START Data shown
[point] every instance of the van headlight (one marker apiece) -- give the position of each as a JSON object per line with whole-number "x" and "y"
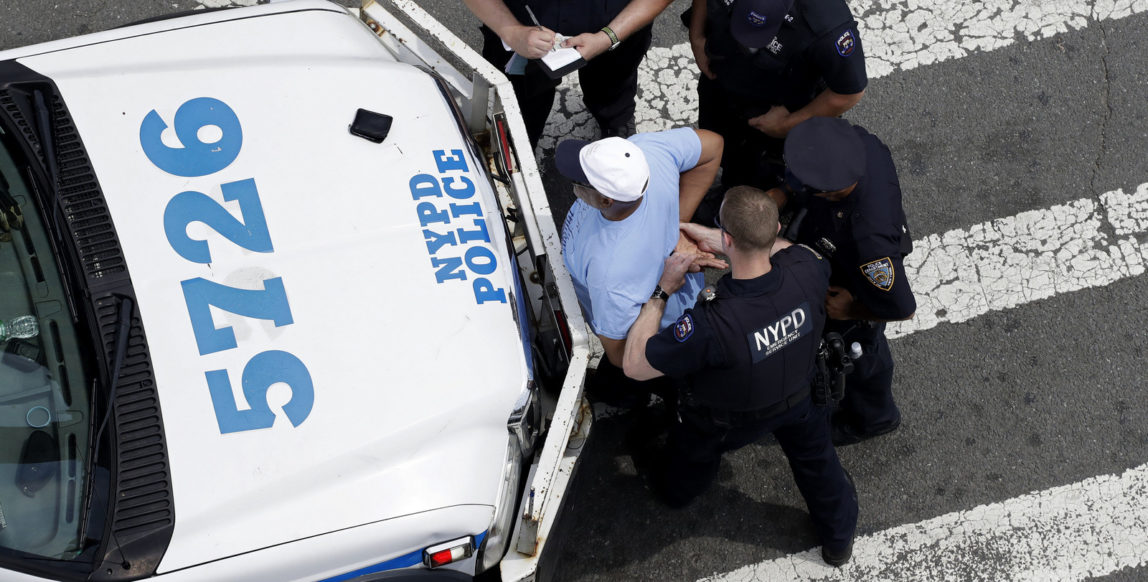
{"x": 524, "y": 426}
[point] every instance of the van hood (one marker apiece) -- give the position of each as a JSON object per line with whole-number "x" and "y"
{"x": 384, "y": 274}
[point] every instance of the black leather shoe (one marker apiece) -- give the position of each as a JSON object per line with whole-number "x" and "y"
{"x": 844, "y": 434}
{"x": 837, "y": 559}
{"x": 623, "y": 130}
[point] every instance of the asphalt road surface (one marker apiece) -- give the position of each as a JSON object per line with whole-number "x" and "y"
{"x": 1019, "y": 130}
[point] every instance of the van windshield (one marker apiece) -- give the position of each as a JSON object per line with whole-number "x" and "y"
{"x": 44, "y": 386}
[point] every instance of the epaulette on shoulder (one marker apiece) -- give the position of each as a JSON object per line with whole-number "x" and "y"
{"x": 815, "y": 254}
{"x": 708, "y": 293}
{"x": 825, "y": 15}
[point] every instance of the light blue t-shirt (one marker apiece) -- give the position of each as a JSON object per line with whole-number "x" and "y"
{"x": 615, "y": 264}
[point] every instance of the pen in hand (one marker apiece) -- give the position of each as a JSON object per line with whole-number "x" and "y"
{"x": 533, "y": 17}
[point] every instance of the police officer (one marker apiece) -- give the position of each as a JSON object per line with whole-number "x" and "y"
{"x": 846, "y": 187}
{"x": 747, "y": 356}
{"x": 613, "y": 36}
{"x": 766, "y": 67}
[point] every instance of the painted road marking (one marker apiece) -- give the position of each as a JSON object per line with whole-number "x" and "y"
{"x": 1067, "y": 533}
{"x": 898, "y": 35}
{"x": 1030, "y": 256}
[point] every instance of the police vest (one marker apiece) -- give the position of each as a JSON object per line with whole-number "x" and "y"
{"x": 873, "y": 214}
{"x": 769, "y": 72}
{"x": 770, "y": 339}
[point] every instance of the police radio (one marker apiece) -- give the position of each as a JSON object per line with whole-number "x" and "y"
{"x": 834, "y": 363}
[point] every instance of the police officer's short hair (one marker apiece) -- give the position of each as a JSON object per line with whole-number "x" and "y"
{"x": 750, "y": 216}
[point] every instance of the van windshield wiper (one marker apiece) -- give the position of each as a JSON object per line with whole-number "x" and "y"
{"x": 121, "y": 334}
{"x": 47, "y": 141}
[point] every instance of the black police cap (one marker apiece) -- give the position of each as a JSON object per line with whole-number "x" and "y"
{"x": 825, "y": 154}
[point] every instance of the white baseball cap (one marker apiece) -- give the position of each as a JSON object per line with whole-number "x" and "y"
{"x": 613, "y": 167}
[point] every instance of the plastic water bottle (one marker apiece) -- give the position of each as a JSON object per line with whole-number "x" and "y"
{"x": 23, "y": 326}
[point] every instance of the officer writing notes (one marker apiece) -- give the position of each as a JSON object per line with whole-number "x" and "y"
{"x": 768, "y": 66}
{"x": 747, "y": 356}
{"x": 844, "y": 179}
{"x": 613, "y": 36}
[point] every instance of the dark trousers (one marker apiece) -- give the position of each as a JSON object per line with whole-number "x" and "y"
{"x": 697, "y": 442}
{"x": 610, "y": 83}
{"x": 868, "y": 404}
{"x": 750, "y": 157}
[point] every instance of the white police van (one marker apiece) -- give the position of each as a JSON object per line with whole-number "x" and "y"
{"x": 282, "y": 302}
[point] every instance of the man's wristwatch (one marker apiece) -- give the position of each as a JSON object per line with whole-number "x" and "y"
{"x": 613, "y": 38}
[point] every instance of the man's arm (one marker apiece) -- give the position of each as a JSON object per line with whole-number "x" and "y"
{"x": 527, "y": 40}
{"x": 698, "y": 38}
{"x": 777, "y": 121}
{"x": 636, "y": 15}
{"x": 695, "y": 183}
{"x": 615, "y": 349}
{"x": 635, "y": 364}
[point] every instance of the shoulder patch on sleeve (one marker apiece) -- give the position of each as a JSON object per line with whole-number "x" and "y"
{"x": 846, "y": 43}
{"x": 879, "y": 273}
{"x": 683, "y": 328}
{"x": 815, "y": 254}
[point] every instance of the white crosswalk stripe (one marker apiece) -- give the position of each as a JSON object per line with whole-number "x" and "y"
{"x": 1063, "y": 534}
{"x": 1068, "y": 533}
{"x": 897, "y": 35}
{"x": 963, "y": 273}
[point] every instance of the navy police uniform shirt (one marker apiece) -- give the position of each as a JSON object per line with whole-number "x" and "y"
{"x": 754, "y": 344}
{"x": 866, "y": 237}
{"x": 567, "y": 17}
{"x": 816, "y": 47}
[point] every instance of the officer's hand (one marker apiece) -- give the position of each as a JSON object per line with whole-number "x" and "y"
{"x": 706, "y": 239}
{"x": 839, "y": 303}
{"x": 773, "y": 123}
{"x": 706, "y": 261}
{"x": 589, "y": 44}
{"x": 698, "y": 45}
{"x": 673, "y": 274}
{"x": 530, "y": 41}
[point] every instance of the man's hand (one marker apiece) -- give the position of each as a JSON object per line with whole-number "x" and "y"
{"x": 773, "y": 123}
{"x": 529, "y": 41}
{"x": 839, "y": 303}
{"x": 707, "y": 240}
{"x": 673, "y": 274}
{"x": 688, "y": 247}
{"x": 589, "y": 44}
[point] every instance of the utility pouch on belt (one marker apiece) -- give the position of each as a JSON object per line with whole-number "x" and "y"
{"x": 832, "y": 364}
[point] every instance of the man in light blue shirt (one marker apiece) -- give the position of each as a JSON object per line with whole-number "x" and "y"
{"x": 631, "y": 195}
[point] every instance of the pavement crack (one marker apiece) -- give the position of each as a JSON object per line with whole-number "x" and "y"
{"x": 1107, "y": 94}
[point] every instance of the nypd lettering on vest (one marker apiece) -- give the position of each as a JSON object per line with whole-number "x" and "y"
{"x": 786, "y": 330}
{"x": 456, "y": 231}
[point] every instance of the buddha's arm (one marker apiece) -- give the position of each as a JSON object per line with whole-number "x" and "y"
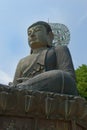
{"x": 64, "y": 60}
{"x": 18, "y": 73}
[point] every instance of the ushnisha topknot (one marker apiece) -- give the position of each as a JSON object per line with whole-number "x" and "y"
{"x": 45, "y": 24}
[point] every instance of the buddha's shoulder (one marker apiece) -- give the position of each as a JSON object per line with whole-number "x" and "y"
{"x": 27, "y": 58}
{"x": 61, "y": 48}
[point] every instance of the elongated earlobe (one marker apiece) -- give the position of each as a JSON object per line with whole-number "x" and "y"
{"x": 51, "y": 35}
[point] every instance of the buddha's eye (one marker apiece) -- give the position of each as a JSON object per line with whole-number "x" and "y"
{"x": 29, "y": 33}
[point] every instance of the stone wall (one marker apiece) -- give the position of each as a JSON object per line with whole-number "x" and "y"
{"x": 33, "y": 110}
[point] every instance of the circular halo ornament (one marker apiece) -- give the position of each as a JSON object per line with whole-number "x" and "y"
{"x": 61, "y": 34}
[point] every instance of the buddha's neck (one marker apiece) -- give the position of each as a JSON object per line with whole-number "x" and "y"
{"x": 38, "y": 50}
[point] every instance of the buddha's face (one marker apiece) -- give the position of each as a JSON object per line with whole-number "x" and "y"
{"x": 38, "y": 37}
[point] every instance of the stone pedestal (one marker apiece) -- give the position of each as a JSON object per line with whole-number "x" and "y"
{"x": 29, "y": 110}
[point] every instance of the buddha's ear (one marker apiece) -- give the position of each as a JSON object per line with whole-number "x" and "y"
{"x": 51, "y": 35}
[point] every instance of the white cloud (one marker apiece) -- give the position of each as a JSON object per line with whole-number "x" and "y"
{"x": 4, "y": 77}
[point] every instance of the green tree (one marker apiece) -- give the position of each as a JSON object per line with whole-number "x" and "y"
{"x": 81, "y": 75}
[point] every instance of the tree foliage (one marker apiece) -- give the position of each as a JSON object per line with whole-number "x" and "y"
{"x": 81, "y": 75}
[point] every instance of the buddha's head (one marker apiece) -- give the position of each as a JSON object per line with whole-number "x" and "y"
{"x": 40, "y": 35}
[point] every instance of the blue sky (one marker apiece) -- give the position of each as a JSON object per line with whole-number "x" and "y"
{"x": 17, "y": 15}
END Data shown
Could you copy exactly the lines from the one containing "[point] every instance of the white cloud" through the end of the records above, and nothing more?

[point] every instance of the white cloud (one marker apiece) -- give the position of each as a JSON object per line with whole-number "x" and "y"
{"x": 4, "y": 77}
[point] every instance of the green tree (one marker apiece) -- give the position of each as a JSON object per line with whole-number "x" and "y"
{"x": 81, "y": 75}
[point] every instance of the tree foliage (one marker apiece) -- give the position of each as a JSON object per line with whole-number "x" and "y"
{"x": 81, "y": 75}
[point] every instance of the buddha's head (one marker apiece) -- give the position of each as a JSON object per line with whole-number "x" and "y"
{"x": 40, "y": 35}
[point] every instance of the blue sky (one marker apiece) -- give the position of each as a JSON object per line with whole-number "x" and "y"
{"x": 17, "y": 15}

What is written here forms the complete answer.